### Text

======

Krebs also floated the idea of forcing the companies that produced these vulnerable, unfixable devices to pay for a global recall, which would be incredibly expensive and difficult to enforce, given the international nature of the production chain. And then there’s the possibility Chinese companies did this deliberately, to create vulnerabilities the Chinese military planned to exploit, before hackers discovered them and began creating public-domain botnet software. China is very big on invoking sovereign immunity to protect state-owned enterprises (i.e. nearly all of them) from expensive foreign court decisions.

Security expert Bruce Schneier worries that “someone is learning to take down the Internet,” and even these last few huge attacks are just reconnaissance missions for larger actions to come:

The attacks are also configured in such a way as to see what the company’s total defenses are. There are many different ways to launch a DDoS attack. The more attack vectors you employ simultaneously, the more different defenses the defender has to counter with. These companies are seeing more attacks using three or four different vectors. This means that the companies have to use everything they’ve got to defend themselves. They can’t hold anything back. They’re forced to demonstrate their defense capabilities for the attacker.

======

### Extracted information
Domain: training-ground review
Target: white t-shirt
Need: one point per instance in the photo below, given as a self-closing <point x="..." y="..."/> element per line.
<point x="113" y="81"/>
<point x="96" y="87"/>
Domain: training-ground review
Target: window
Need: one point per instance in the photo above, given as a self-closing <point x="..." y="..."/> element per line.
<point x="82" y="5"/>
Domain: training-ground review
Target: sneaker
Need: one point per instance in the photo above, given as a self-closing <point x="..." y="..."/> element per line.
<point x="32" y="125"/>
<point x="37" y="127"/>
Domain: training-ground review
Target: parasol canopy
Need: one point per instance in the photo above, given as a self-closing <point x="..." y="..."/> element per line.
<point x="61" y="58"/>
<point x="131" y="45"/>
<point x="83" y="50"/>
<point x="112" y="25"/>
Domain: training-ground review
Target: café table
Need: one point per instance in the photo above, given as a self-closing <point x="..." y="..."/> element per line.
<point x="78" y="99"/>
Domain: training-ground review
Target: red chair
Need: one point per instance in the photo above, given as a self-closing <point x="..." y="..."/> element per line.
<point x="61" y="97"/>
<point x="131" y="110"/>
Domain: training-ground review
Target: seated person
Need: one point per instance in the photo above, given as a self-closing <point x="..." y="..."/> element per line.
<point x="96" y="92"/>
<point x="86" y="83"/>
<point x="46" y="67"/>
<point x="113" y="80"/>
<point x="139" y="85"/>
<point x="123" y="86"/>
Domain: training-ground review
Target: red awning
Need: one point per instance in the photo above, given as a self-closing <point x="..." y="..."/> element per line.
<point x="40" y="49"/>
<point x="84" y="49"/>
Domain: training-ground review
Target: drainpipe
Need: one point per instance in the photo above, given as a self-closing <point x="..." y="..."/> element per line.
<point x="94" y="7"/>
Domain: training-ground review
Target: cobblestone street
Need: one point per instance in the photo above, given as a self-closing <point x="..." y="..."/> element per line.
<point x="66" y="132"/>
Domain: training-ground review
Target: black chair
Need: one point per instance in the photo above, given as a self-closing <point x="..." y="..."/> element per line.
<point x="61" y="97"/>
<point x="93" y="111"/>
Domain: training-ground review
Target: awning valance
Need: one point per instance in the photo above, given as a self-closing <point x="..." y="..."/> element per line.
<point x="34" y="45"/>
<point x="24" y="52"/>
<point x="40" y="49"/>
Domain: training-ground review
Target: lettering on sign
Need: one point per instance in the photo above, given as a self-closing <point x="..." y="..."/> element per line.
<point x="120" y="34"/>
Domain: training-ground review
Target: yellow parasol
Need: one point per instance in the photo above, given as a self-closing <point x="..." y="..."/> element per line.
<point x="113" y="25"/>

======

### Work to complete
1/ In the text about DDoS attacks, how many attack vectors are companies increasingly seeing used at once?
2/ Return the part of the text about DDoS attacks from "The attacks are" up to and including "for the attacker.", copied exactly.

### Answers to each task
1/ Three or four.

2/
The attacks are also configured in such a way as to see what the company’s total defenses are. There are many different ways to launch a DDoS attack. The more attack vectors you employ simultaneously, the more different defenses the defender has to counter with. These companies are seeing more attacks using three or four different vectors. This means that the companies have to use everything they’ve got to defend themselves. They can’t hold anything back. They’re forced to demonstrate their defense capabilities for the attacker.